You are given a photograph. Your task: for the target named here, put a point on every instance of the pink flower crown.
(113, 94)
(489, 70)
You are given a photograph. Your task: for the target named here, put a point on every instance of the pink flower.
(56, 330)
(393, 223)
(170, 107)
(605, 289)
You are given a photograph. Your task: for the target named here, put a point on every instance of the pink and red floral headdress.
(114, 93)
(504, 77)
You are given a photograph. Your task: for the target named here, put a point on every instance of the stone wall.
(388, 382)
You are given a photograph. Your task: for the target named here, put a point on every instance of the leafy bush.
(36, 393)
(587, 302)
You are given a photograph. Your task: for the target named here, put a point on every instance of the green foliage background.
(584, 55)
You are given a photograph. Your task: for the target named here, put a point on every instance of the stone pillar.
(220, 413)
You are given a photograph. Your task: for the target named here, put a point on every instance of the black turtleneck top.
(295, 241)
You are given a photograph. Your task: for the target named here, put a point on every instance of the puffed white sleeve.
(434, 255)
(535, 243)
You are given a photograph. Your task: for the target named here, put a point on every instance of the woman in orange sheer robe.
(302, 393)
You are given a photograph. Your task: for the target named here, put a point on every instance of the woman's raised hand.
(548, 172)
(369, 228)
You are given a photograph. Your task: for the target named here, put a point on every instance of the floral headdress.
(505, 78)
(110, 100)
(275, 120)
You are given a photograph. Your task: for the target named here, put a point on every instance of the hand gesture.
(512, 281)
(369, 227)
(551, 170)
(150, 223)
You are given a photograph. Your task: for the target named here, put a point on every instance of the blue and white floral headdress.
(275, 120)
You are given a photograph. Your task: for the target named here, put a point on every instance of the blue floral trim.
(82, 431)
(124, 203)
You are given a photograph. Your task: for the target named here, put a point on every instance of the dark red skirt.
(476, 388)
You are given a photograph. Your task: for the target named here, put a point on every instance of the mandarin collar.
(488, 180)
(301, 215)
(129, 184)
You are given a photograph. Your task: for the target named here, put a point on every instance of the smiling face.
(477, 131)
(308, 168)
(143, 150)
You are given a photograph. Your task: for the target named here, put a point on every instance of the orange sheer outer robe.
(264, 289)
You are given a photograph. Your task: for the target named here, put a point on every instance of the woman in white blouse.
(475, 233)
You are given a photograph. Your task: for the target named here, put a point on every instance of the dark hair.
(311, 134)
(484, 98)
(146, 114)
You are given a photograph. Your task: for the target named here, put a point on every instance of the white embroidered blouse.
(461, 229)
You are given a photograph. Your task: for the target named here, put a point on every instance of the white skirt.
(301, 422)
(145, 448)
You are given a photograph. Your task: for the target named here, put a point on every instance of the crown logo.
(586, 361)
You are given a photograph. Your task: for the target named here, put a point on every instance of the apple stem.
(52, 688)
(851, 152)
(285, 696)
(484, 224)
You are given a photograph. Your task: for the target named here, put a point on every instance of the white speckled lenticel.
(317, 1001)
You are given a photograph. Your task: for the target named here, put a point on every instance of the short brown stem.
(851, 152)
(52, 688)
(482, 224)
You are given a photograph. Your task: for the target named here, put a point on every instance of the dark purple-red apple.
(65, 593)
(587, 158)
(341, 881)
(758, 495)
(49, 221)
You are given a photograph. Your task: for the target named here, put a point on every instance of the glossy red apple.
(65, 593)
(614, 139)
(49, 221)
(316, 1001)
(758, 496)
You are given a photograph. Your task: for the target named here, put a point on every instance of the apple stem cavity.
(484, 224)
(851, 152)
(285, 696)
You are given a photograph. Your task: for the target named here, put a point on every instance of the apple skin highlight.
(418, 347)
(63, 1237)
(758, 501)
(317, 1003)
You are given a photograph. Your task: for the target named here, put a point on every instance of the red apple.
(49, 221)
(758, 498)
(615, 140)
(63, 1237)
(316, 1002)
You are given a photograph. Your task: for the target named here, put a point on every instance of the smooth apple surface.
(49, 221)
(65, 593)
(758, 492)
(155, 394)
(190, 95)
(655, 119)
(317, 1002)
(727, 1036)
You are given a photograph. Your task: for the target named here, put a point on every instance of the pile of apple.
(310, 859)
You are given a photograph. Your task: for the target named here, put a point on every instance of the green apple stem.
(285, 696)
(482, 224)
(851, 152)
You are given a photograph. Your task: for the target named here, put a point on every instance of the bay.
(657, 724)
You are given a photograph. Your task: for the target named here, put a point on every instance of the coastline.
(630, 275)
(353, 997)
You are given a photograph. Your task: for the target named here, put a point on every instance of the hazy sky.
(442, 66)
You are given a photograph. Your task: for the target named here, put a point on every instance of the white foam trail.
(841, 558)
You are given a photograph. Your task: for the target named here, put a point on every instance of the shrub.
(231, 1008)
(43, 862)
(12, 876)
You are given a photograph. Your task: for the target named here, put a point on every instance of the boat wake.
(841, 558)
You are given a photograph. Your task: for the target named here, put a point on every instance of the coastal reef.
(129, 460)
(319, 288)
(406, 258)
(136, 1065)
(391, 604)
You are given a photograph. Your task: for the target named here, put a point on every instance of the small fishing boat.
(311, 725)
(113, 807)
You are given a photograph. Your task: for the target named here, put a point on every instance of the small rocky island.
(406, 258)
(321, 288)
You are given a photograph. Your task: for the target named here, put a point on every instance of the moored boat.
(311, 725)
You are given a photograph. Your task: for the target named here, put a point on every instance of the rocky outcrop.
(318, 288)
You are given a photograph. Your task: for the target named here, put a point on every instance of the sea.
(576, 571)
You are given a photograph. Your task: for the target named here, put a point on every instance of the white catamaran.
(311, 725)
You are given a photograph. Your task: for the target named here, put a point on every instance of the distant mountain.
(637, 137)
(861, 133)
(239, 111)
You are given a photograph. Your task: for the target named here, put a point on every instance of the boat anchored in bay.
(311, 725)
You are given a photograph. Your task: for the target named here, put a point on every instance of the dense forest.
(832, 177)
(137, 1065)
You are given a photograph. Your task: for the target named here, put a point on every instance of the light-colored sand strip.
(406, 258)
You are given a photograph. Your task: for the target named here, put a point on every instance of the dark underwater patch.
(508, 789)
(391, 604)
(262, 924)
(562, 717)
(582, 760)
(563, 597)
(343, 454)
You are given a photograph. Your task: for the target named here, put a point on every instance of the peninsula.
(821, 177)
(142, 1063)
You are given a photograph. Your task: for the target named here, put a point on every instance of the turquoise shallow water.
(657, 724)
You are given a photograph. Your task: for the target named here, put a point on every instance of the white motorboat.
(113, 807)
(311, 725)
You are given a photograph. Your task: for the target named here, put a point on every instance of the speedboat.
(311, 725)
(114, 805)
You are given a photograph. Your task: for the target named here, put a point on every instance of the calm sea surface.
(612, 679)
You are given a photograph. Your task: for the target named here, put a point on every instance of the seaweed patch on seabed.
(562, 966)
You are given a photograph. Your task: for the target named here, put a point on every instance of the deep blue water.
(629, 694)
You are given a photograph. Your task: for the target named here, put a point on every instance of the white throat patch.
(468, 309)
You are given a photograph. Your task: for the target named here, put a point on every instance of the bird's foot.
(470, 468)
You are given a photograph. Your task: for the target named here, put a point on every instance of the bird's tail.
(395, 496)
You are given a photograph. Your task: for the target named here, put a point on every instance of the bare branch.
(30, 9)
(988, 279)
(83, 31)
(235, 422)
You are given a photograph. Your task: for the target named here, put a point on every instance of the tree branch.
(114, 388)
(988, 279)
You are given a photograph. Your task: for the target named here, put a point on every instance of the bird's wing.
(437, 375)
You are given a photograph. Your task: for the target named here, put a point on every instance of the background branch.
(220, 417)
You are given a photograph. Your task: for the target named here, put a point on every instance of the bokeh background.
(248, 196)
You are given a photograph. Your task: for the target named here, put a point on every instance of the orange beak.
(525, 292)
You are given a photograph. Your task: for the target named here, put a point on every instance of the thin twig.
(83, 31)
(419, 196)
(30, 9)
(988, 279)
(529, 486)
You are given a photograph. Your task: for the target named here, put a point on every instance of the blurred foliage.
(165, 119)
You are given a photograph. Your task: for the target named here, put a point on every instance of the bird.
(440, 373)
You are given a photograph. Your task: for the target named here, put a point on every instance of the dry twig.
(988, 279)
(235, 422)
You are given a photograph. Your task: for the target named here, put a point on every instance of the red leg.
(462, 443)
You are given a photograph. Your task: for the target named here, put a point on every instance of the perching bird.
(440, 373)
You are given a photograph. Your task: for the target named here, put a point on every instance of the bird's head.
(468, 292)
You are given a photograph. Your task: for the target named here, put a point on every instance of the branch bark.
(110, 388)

..............................

- _PROBLEM REQUIREMENTS_: Convert the part that opens with the line containing "the perching bird." and runs through the end of the entries into a two-column CSV with the headers instruction and response. Give one row per entry, putting each entry's text and its answer in separate quoted fields and replacing any line breaks with spaces.

- _EXERCISE RESPONSE_:
instruction,response
"You are given a photograph. Your task: for the target named here, put a point on every instance of the perching bird.","(440, 373)"
"You are given a photograph. Your task: for the target named here, put a point on every instance of the bird's head.","(468, 292)"
"You are given a photograph. Your task: for the target named here, put a point on every instance of the branch bark.","(110, 388)"